* START Supplied material *

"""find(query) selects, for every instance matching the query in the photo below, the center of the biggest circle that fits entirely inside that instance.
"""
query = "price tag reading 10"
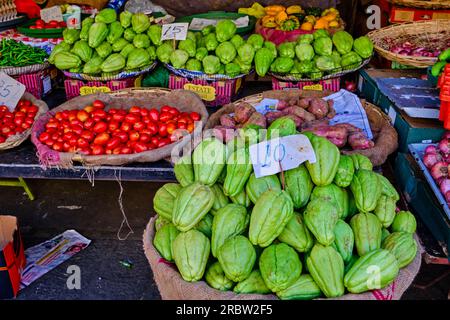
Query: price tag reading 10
(174, 31)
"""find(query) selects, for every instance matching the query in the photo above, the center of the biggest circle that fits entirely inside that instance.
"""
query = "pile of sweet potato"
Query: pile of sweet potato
(309, 114)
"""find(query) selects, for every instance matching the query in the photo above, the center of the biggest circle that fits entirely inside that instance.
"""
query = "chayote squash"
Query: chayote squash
(321, 217)
(191, 205)
(345, 171)
(190, 252)
(296, 234)
(374, 270)
(253, 284)
(216, 278)
(323, 171)
(304, 288)
(343, 41)
(335, 194)
(403, 246)
(271, 213)
(239, 168)
(97, 34)
(367, 230)
(366, 189)
(343, 240)
(326, 267)
(385, 210)
(163, 240)
(229, 221)
(404, 221)
(209, 159)
(280, 266)
(299, 185)
(165, 198)
(237, 258)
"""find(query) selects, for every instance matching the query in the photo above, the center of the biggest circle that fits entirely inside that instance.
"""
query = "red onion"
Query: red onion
(430, 159)
(439, 170)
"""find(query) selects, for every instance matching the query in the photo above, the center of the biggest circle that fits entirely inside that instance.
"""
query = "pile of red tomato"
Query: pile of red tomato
(95, 131)
(52, 24)
(18, 121)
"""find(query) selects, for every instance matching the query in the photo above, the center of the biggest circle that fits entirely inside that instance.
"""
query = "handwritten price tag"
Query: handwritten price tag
(10, 91)
(52, 13)
(281, 154)
(176, 31)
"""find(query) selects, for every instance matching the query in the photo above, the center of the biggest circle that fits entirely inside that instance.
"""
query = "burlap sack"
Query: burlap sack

* END Supplied material *

◆ Short problem
Quote the material word for word, dropping any images it holds.

◆ Written response
"""find(query) selects, for every instance matching the query in the photo below, the center of the biggest circle that fits entirely inside that instance.
"""
query = "price tag reading 10"
Query: price tag reading 10
(174, 31)
"""find(query) selects, for every instance matching the query in the photo above, the center of the biggest circle that fits entirely inside that instance.
"""
query = "pile of sweet potato"
Query: pile of sweet potato
(309, 114)
"""find(query) selects, for every instance matching the query in the photo above, the center of the biggest circle that fits entirely inside that instance.
"""
query = "chayote squash"
Query: chayote squash
(321, 217)
(191, 205)
(345, 171)
(190, 252)
(296, 234)
(374, 270)
(253, 284)
(216, 278)
(323, 171)
(304, 288)
(343, 41)
(335, 194)
(403, 246)
(271, 213)
(239, 168)
(97, 34)
(367, 230)
(366, 189)
(343, 240)
(326, 267)
(385, 210)
(163, 240)
(229, 221)
(404, 221)
(209, 159)
(280, 266)
(299, 185)
(165, 198)
(237, 258)
"""find(query) selects, for every instance matching the query in the photo above, the center of the biggest circle that fits entirely inside that instance.
"""
query = "red onion"
Query: red onion
(430, 159)
(439, 170)
"""find(query) selects, for every instance matching the query in the photo above, the center of the biggest circle that fits entirely inside that instance.
"""
query = "pile of red tomato"
Query: pile of red tomato
(95, 131)
(52, 24)
(18, 121)
"""find(query) selects, for every instance matching the query in the photo above, the center of the biggest circle that fits entirely inside that instance.
"""
query = "handwritten price tag"
Query: handwritten price tag
(10, 91)
(52, 13)
(281, 154)
(176, 31)
"""find(query) selects, for every instance matching the query in the photo above, the center of the biggest circle that fits entirely inside that instance.
"""
query = "burlap sack"
Query: burlap sack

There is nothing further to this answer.